Erzurum, uzun yıllar Rus işgali altında kalmıştır. Ermeni gailesi ise bu şehrin unutamadıkları arasındadır. İşgal ve gaileler kahramanlarını da beraberinde çıkarmıştır. Nesilden nesile halk irfanı ile aktarılanlar şehir irfanının bir parçası olmuştur. Erzurum, Ahmet Hamdi Tanpınar'ın ifadesi ile ölümün zaferini yaşayan bir şehirdir. Uzun süren Rus işgalinin ardından dört yıl süren birinci cihan harbi bu sırada yaşanan Ermeni gailesi dağlarında kurtlara insan etinden ziyafet çekilmiş. Deprem de bunun adeta tuzu biberi olmuştur. Ahmet Hamdi Tanpınar bu depremlerden birinde Erzurum’da yakalanmış ve o anı ölümsüz eseri BEŞ ŞEHİR’ de eşsiz ifadelerle anlatmıştır. Eserinde çehre tikine benzettiği artçı sarsıntılardan insanların ne kadar etkilendiklerini ifade etmiştir.

§ Yönerge ve Koşullar
Erzurum metninde "Erzurum, uzun yıllar" sözleriyle başlayıp "etkilendiklerini ifade etmiştir." sözleriyle biten bölümü hiç değiştirmeden tekrar edin. Yalnızca yukarıdaki metne dayanın.

§ Kayıtlı Veriler

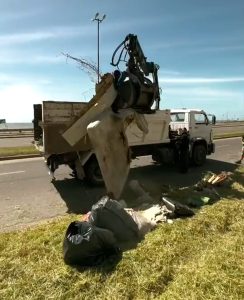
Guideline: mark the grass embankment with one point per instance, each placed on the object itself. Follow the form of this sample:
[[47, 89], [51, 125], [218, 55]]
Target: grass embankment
[[197, 258], [12, 151]]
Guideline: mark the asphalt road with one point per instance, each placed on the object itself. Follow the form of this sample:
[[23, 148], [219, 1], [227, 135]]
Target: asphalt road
[[16, 142], [28, 196]]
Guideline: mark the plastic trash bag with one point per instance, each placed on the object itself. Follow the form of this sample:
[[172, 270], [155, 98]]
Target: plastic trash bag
[[110, 214], [87, 245]]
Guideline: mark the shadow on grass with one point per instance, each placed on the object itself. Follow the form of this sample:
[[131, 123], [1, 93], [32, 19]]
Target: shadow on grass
[[106, 267], [79, 196]]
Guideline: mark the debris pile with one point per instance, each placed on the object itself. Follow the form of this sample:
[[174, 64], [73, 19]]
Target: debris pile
[[111, 228]]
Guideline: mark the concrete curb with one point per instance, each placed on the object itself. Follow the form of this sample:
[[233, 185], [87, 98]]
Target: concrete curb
[[20, 156]]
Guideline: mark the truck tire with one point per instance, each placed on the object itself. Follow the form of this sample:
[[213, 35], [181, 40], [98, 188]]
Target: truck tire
[[93, 173], [199, 155]]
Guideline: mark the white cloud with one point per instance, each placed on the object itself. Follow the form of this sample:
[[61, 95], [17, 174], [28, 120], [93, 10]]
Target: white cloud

§ Alıştırma Sonucu
Erzurum, uzun yıllar Rus işgali altında kalmıştır. Ermeni gailesi ise bu şehrin unutamadıkları arasındadır. İşgal ve gaileler kahramanlarını da beraberinde çıkarmıştır. Nesilden nesile halk irfanı ile aktarılanlar şehir irfanının bir parçası olmuştur. Erzurum, Ahmet Hamdi Tanpınar'ın ifadesi ile ölümün zaferini yaşayan bir şehirdir. Uzun süren Rus işgalinin ardından dört yıl süren birinci cihan harbi bu sırada yaşanan Ermeni gailesi dağlarında kurtlara insan etinden ziyafet çekilmiş. Deprem de bunun adeta tuzu biberi olmuştur. Ahmet Hamdi Tanpınar bu depremlerden birinde Erzurum’da yakalanmış ve o anı ölümsüz eseri BEŞ ŞEHİR’ de eşsiz ifadelerle anlatmıştır. Eserinde çehre tikine benzettiği artçı sarsıntılardan insanların ne kadar etkilendiklerini ifade etmiştir.